Task directions: Extract every one of the lines below and reproduce each of them character for character.
::: Task material :::
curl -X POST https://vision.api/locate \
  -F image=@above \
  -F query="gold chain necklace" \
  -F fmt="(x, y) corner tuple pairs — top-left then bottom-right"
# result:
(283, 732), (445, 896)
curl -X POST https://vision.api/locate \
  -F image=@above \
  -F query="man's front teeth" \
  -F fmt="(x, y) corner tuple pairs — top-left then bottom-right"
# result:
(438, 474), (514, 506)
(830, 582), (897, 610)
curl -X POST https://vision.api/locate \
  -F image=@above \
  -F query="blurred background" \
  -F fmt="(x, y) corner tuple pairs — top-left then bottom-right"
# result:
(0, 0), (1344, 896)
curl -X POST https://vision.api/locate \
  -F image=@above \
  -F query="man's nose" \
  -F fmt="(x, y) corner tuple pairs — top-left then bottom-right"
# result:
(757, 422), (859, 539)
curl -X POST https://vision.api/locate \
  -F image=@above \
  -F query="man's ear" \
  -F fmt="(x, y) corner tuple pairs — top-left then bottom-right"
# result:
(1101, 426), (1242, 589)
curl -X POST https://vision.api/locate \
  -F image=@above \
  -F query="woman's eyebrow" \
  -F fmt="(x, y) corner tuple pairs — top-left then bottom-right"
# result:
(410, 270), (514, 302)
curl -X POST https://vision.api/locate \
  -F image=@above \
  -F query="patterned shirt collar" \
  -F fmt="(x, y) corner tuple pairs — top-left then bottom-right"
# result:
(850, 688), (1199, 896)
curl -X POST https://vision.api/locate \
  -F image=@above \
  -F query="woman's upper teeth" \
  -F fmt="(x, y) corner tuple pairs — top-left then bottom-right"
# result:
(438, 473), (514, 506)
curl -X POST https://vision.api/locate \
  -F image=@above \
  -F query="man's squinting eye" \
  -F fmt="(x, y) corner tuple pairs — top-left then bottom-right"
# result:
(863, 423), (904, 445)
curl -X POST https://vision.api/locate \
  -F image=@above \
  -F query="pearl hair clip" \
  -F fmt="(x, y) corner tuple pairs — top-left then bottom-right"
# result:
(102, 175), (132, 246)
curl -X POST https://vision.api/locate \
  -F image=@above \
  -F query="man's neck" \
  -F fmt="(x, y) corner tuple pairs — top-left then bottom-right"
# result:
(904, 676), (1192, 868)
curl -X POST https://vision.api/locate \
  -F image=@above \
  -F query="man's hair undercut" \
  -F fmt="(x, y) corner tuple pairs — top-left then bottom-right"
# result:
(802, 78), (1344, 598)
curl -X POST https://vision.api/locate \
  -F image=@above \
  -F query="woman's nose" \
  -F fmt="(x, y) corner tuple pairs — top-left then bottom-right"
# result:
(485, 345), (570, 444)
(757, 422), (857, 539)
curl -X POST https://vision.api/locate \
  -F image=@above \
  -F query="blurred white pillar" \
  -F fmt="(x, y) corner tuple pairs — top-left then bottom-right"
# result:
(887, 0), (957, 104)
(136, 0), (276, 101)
:::
Answer in full:
curl -X POST https://vision.api/locate \
  -F image=@above \
  -F query="gold chain necklace" \
  -F fmt="(x, y) corner tuple pairs — top-left then bottom-right"
# result:
(283, 732), (445, 896)
curl -X POST https://vision.api/locate \
  -F image=@above \
  -F query="man's front teeth" \
  -F fmt="(x, y) corner tuple pairs — top-left then bottom-right"
# result:
(438, 474), (514, 506)
(830, 582), (897, 610)
curl -X POST https://vision.api/locate \
  -F image=@above \
  -F query="blurred background" \
  -F fmt="(x, y) corner tuple pairs — top-left then bottom-right"
# result:
(0, 0), (1344, 896)
curl -X POST https://vision.api/locate \
  -F image=@above \
  -F query="man's nose" \
  -F fmt="(x, y) corner tuple pairs — top-left then bottom-right"
# result:
(757, 422), (859, 539)
curl -X POST https://vision.api/locate \
  -F image=@above \
  -F query="man's ear" \
  -F fmt="(x, y) corner tuple pairs — top-left then bottom-right"
# result:
(1101, 426), (1242, 589)
curl -X POST https://vision.api/locate \
  -F image=@above \
  -F query="woman's eyebrow" \
  -F fmt="(x, y) corner tuple pairs — top-left then bottom-right"
# result:
(410, 270), (514, 302)
curl -X POST https://vision.api/locate \
  -F image=@above \
  -F query="patterned shirt collar" \
  -F fmt="(x, y) corner tuple pairs — top-left then bottom-right"
# result:
(850, 688), (1199, 896)
curl -X POST https://vision.api/locate \
  -F image=@above \
  -F query="woman's upper teeth" \
  -F fmt="(x, y) corner tuple pairs — top-left then bottom-right"
# result:
(438, 473), (514, 506)
curl -X POST https://vision.api/locate \
  -F image=@above \
  -F query="man's squinting eye" \
  -F fmt="(x, y) corner tuple pairs — top-left then bottom-right"
# result:
(863, 423), (904, 445)
curl -X POST https://vision.api/locate \
  -F image=@above \
  -F query="pearl hair clip" \
  -F fmt="(x, y) corner tuple pairs — top-left then bottom-right"
# result:
(102, 175), (132, 246)
curl -X POST https://vision.api/locate \
  -F image=@above \
  -F query="man's neck" \
  -F fmt="(x, y) corner tuple pairs — top-left then bottom-right"
# result:
(904, 676), (1192, 868)
curl -X POST https://vision.api/locate \
  -F image=@above \
  -F query="man's hair undercut" \
  -F fmt="(x, y) corner tuple pairs — top-left then bottom-right"
# result:
(802, 78), (1344, 598)
curl -X POST https://vision.api/locate \
  -F image=@above \
  -F query="woman's nose" \
  -F fmt="(x, y) corner tuple pairs — top-left then bottom-right"
# result:
(485, 345), (570, 444)
(757, 422), (857, 539)
curl -X POST https://vision.api/locate \
  -F image=@above \
  -F query="blurred white pillar" \
  -F fmt="(x, y) corner tuple pairs — top-left then bottom-right"
# result:
(887, 0), (957, 104)
(136, 0), (276, 101)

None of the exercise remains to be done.